▶ Consegna data
Aggiorna tutti i record riportati sotto, mettendo "pullover" al posto di "sweater" e lasciando invariato ogni altro dettaglio.
====
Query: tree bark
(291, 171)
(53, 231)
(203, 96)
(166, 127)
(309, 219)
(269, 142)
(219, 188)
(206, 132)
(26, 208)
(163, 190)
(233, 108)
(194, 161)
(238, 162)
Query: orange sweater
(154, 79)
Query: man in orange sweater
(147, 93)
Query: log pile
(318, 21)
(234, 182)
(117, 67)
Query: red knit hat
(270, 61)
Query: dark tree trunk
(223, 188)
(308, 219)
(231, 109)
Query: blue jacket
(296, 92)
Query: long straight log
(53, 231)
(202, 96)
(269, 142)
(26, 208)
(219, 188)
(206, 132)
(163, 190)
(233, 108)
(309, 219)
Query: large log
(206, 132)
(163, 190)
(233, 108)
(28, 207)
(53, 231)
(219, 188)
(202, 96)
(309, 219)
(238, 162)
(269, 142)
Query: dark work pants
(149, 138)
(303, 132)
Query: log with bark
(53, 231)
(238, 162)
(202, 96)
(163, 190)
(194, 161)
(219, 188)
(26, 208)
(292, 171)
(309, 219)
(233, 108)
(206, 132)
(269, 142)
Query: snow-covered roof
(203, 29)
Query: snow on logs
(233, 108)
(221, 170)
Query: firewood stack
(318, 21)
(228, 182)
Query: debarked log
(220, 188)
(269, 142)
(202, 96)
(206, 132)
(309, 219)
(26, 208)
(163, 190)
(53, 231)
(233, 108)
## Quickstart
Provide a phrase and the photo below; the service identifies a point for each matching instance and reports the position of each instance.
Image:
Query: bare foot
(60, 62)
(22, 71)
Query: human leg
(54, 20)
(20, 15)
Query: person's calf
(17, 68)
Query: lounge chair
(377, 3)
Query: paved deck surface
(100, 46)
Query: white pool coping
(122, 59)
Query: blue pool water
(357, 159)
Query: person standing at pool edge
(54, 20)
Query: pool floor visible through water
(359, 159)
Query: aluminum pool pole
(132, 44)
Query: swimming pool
====
▶ Risposta all'esercizio
Query: tree bark
(291, 171)
(53, 231)
(203, 96)
(166, 127)
(309, 219)
(269, 142)
(219, 188)
(206, 132)
(26, 208)
(163, 190)
(233, 108)
(194, 161)
(238, 162)
Query: orange pullover
(154, 79)
Query: man in orange pullover
(147, 93)
Query: log pile
(318, 21)
(234, 182)
(117, 67)
Query: red knit hat
(270, 61)
Query: dark tree trunk
(223, 188)
(308, 219)
(231, 109)
Query: blue jacket
(296, 92)
Query: long straight log
(53, 231)
(202, 96)
(269, 142)
(26, 208)
(219, 188)
(206, 132)
(163, 190)
(233, 108)
(309, 219)
Query: large log
(206, 132)
(163, 190)
(233, 108)
(28, 207)
(53, 231)
(219, 188)
(202, 96)
(309, 219)
(238, 162)
(269, 142)
Query: dark work pants
(149, 138)
(303, 132)
Query: log with bark
(53, 231)
(238, 162)
(202, 96)
(163, 190)
(194, 161)
(219, 188)
(26, 208)
(292, 171)
(309, 219)
(233, 108)
(206, 132)
(269, 142)
Query: snow-covered roof
(203, 29)
Query: snow on logs
(233, 108)
(221, 170)
Query: firewood stack
(318, 21)
(228, 182)
Query: debarked log
(220, 188)
(269, 142)
(202, 96)
(206, 132)
(309, 219)
(26, 208)
(163, 190)
(53, 231)
(233, 108)
## Quickstart
Provide a phrase and the photo below; the service identifies a point for each matching instance and reports the position of each instance.
Image:
Query: bare foot
(60, 62)
(22, 71)
Query: human leg
(54, 20)
(20, 15)
Query: person's calf
(17, 68)
Query: lounge chair
(377, 3)
Query: paved deck surface
(100, 46)
Query: white pool coping
(122, 59)
Query: blue pool water
(357, 159)
Query: person standing at pool edge
(54, 20)
Query: pool floor visible through water
(359, 159)
Query: aluminum pool pole
(132, 44)
Query: swimming pool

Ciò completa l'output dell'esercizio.